Consignes:
1. Reprenez le passage du texte sur les écoles confessionnelles compris entre « D’un point de vue sociologique, il » et « leur spécificité religieuse. » inclus, en remplaçant « institutions étatiques » par « autorités publiques ».
2. Répondez brièvement à ces questions sur le texte sur les écoles confessionnelles :
(a) En quelles années les sessions thématiques ont-elles été organisées lors des colloques de la SISR ?
(b) Sur quel sujet porte le terrain cité avec la référence Pastorelli 2010 ?
(c) Entre quels acteurs des accommodements sont-ils possibles, voire nécessaires ?

Extrait du texte:
# # #
D’un point de vue sociologique, il est possible de rendre compte à partir de travaux de terrain du fonctionnement interne des écoles confessionnelles et de comprendre comment le religieux se met en place dans les établissements. D’un point de vue socio-politique par ailleurs, il importe d’observer comment les écoles confessionnelles, porteuses d’une tradition religieuse et culturelle spécifique, intègrent le système éducatif d’un pays et, par conséquent, sont censées respecter un certain nombre de règles et de pratiques locales visant le respect de l’intérêt général. C’est ainsi que des accommodements sont possibles, voire nécessaires, entre les écoles confessionnelles d’un côté et les institutions étatiques de l’autre, pour assurer le respect des normes tout en permettant aux établissements confessionnels de garder leur identité et leur spécificité religieuse.

À l’échelle nationale et internationale, les études sur l’enseignement du fait religieux à l’école publique se sont multipliées au cours des dernières années ; le nombre d’études portant sur les écoles confessionnelles demeure cependant encore limité. C’est à partir de ce constat et de nos terrains respectifs sur l’enseignement de l’histoire des religions à l’école (Giorda 2011, 2014, 2015) et les écoles privées confessionnelles des cultes minoritaires (Pastorelli 2010), que nous avons pris l’initiative d’inviter des chercheurs spécialistes des écoles confessionnelles à nous rejoindre dans le cadre d’une session thématique afin de rendre compte de l’état de la recherche. L’idée était de réunir des chercheurs travaillant dans divers champs et de nourrir la réflexion dans un esprit comparatif et interdisciplinaire. C’est ainsi que, lors des colloques de la Société Internationale de Sociologie des Religions (SISR), nous avons organisé une première session en 2013 et, au vu de l’intérêt suscité par cette première rencontre, une deuxième session en 2015[1].
# # #
Données fournies:
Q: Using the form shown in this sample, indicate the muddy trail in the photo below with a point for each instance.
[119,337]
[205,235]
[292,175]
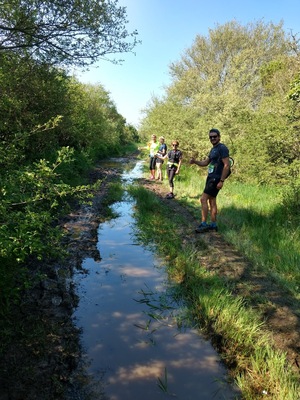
# # #
Réponses par consigne:
1.
D’un point de vue sociologique, il est possible de rendre compte à partir de travaux de terrain du fonctionnement interne des écoles confessionnelles et de comprendre comment le religieux se met en place dans les établissements. D’un point de vue socio-politique par ailleurs, il importe d’observer comment les écoles confessionnelles, porteuses d’une tradition religieuse et culturelle spécifique, intègrent le système éducatif d’un pays et, par conséquent, sont censées respecter un certain nombre de règles et de pratiques locales visant le respect de l’intérêt général. C’est ainsi que des accommodements sont possibles, voire nécessaires, entre les écoles confessionnelles d’un côté et les autorités publiques de l’autre, pour assurer le respect des normes tout en permettant aux établissements confessionnels de garder leur identité et leur spécificité religieuse.

2.
(a) En 2013 et en 2015.
(b) Sur les écoles privées confessionnelles des cultes minoritaires.
(c) Entre les écoles confessionnelles d'un côté et les institutions étatiques de l'autre.